Input records:
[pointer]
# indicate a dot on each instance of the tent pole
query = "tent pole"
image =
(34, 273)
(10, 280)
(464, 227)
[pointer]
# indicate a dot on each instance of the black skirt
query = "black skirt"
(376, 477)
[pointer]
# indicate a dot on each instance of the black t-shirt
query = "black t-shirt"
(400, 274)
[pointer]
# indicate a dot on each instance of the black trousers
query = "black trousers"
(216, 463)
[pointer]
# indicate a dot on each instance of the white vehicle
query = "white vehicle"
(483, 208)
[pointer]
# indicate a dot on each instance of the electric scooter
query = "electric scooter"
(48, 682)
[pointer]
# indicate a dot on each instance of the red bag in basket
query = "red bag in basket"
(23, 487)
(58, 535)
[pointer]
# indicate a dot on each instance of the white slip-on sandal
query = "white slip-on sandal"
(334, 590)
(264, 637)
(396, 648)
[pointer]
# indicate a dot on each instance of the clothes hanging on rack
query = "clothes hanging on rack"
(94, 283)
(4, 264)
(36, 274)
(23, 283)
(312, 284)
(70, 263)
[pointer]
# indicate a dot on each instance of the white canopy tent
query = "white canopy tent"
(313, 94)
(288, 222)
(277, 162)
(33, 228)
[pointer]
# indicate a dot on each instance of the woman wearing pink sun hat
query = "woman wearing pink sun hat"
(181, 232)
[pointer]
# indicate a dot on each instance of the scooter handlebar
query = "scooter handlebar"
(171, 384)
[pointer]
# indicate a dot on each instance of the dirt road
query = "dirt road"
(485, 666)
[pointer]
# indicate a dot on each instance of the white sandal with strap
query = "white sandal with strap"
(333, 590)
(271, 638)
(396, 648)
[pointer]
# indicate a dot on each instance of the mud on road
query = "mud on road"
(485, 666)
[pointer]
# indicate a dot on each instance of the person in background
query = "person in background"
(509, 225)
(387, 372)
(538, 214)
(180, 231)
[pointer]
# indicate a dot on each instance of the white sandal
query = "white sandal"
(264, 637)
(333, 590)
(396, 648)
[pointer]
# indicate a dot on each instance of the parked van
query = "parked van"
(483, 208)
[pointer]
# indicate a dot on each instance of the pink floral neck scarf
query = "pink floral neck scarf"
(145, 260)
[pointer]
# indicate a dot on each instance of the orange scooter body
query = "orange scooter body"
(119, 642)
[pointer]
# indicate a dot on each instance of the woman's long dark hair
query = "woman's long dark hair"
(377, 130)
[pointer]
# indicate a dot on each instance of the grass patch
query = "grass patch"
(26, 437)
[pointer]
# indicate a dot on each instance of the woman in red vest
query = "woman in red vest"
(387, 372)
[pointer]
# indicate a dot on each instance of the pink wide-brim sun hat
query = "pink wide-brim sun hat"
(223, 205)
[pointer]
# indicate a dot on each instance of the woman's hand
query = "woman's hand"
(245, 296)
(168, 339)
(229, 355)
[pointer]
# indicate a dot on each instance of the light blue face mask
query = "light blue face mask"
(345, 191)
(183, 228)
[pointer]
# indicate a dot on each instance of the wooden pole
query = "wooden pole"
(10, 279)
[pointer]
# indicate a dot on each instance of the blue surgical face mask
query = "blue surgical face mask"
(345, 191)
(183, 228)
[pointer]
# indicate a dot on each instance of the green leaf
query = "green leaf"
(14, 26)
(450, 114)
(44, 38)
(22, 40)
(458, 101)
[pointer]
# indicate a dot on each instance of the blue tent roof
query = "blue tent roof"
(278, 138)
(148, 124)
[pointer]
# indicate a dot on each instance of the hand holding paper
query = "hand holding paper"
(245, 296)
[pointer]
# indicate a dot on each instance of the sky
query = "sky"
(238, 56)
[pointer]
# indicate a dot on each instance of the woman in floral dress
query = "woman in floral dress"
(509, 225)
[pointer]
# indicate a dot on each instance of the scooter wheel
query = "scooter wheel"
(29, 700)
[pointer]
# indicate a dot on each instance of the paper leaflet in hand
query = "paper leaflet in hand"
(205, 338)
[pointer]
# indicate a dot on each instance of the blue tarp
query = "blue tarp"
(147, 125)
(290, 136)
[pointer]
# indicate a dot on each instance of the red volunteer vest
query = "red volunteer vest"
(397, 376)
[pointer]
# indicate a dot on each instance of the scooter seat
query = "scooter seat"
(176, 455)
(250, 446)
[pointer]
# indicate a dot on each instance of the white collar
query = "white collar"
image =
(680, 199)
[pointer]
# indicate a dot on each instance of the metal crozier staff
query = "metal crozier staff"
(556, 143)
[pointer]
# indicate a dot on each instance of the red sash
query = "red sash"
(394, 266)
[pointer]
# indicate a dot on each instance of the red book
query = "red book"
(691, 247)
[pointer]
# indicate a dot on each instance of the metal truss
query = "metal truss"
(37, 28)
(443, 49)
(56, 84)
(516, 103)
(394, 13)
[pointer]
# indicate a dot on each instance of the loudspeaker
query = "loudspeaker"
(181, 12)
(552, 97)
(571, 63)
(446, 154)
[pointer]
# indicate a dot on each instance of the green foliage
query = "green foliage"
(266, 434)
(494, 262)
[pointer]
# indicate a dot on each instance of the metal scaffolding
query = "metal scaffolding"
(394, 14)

Activity: Every entry should be retyped exactly as it appears.

Solution to the problem:
[pointer]
# indicate a dot on each instance of the tent pole
query = "tent pole"
image =
(34, 273)
(10, 280)
(464, 227)
[pointer]
# indicate a dot on each instance of the black skirt
query = "black skirt"
(376, 477)
[pointer]
# indicate a dot on each instance of the black t-shirt
query = "black t-shirt"
(400, 274)
[pointer]
# indicate a dot on each instance of the black trousers
query = "black trousers"
(216, 463)
[pointer]
# indicate a dot on each instance of the white vehicle
query = "white vehicle"
(483, 208)
[pointer]
# indicate a dot on each instance of the electric scooter
query = "electric scooter"
(48, 682)
[pointer]
# indicate a dot on each instance of the red bag in basket
query = "red bag in basket"
(23, 487)
(58, 535)
[pointer]
# indicate a dot on each instance of the white slip-on sandal
query = "white slip-on sandal"
(334, 590)
(264, 637)
(396, 648)
[pointer]
# indicate a dot on each instance of the clothes hanging on rack
query = "clothes hanging on rack"
(94, 283)
(4, 264)
(36, 274)
(23, 283)
(312, 284)
(70, 263)
[pointer]
# indicate a dot on each instance of the white canopy tent
query = "white canopy tent"
(313, 94)
(288, 222)
(277, 162)
(33, 228)
[pointer]
# indicate a dot on each instance of the woman wearing pink sun hat
query = "woman wearing pink sun hat"
(181, 232)
[pointer]
# indicate a dot on each instance of the scooter handlebar
query = "scooter handlebar"
(171, 384)
[pointer]
# indicate a dot on each instance of the dirt road
query = "dirt road"
(485, 666)
[pointer]
# indicate a dot on each instance of the white sandal with strap
query = "white sandal with strap"
(333, 590)
(271, 638)
(396, 648)
[pointer]
# indicate a dot on each instance of the mud on road
query = "mud on road"
(485, 666)
[pointer]
# indicate a dot on each instance of the person in background
query = "person in background"
(509, 225)
(387, 372)
(538, 214)
(180, 231)
[pointer]
# indicate a dot on each instance of the white sandal
query = "white sandal"
(264, 637)
(333, 590)
(396, 648)
[pointer]
# indicate a dot on each instance of the parked van
query = "parked van"
(483, 208)
[pointer]
# indicate a dot on each instance of the pink floral neck scarf
query = "pink floral neck scarf"
(145, 260)
[pointer]
# indicate a dot on each instance of the orange scooter body
query = "orange scooter body"
(119, 642)
[pointer]
# indicate a dot on each instance of the woman's long dark hair
query = "woman's long dark hair"
(377, 130)
[pointer]
# indicate a dot on each instance of the grass patch
query = "grass patch"
(26, 437)
[pointer]
# indicate a dot on each instance of the woman in red vest
query = "woman in red vest"
(387, 372)
[pointer]
# indicate a dot on each instance of the pink wide-brim sun hat
query = "pink wide-brim sun hat"
(223, 205)
[pointer]
# indicate a dot on each instance of the woman's hand
query = "woman's hand"
(245, 296)
(168, 339)
(229, 355)
[pointer]
# indicate a dot on each instance of the light blue face mask
query = "light blue face mask"
(345, 191)
(183, 228)
[pointer]
# indicate a dot on each instance of the wooden pole
query = "wooden pole"
(10, 279)
[pointer]
# indicate a dot on each instance of the blue surgical face mask
query = "blue surgical face mask"
(345, 191)
(183, 228)
[pointer]
# indicate a dot on each instance of the green leaf
query = "green leaf"
(14, 26)
(450, 114)
(44, 38)
(22, 40)
(458, 101)
[pointer]
# indicate a dot on each instance of the blue tent roof
query = "blue tent roof"
(278, 138)
(148, 124)
[pointer]
# indicate a dot on each instance of the hand holding paper
query = "hand holding paper"
(245, 296)
[pointer]
# indicate a dot on each instance of the sky
query = "sky"
(238, 56)
[pointer]
# indicate a dot on each instance of the woman in floral dress
query = "woman in floral dress"
(509, 225)
[pointer]
# indicate a dot on each instance of the scooter wheel
query = "scooter wheel"
(29, 700)
[pointer]
# indicate a dot on each instance of the paper leaflet in hand
query = "paper leaflet in hand"
(205, 338)
[pointer]
# indicate a dot on each instance of the blue tarp
query = "blue tarp"
(147, 125)
(290, 136)
[pointer]
# indicate a dot on each instance of the red volunteer vest
query = "red volunteer vest"
(397, 376)
[pointer]
# indicate a dot on each instance of the scooter seat
query = "scooter seat"
(176, 455)
(250, 446)
[pointer]
# indicate a dot on each instance of the white collar
query = "white collar"
image =
(680, 199)
[pointer]
# indicate a dot on each instance of the metal crozier staff
query = "metal crozier staff"
(556, 143)
[pointer]
# indicate a dot on each instance of the red sash
query = "red sash"
(394, 266)
[pointer]
# indicate a dot on each instance of the red book
query = "red book"
(691, 247)
[pointer]
# indicate a dot on each instance of the metal truss
query = "metal truss"
(37, 28)
(443, 49)
(56, 84)
(516, 103)
(394, 13)
[pointer]
# indicate a dot on each instance of the loudspeaker
query = "loudspeaker"
(181, 12)
(552, 97)
(571, 63)
(446, 154)
[pointer]
# indicate a dot on each instance of the green foliage
query = "green foliage"
(266, 434)
(494, 262)
[pointer]
# indicate a dot on each instance of the metal scaffolding
query = "metal scaffolding"
(394, 14)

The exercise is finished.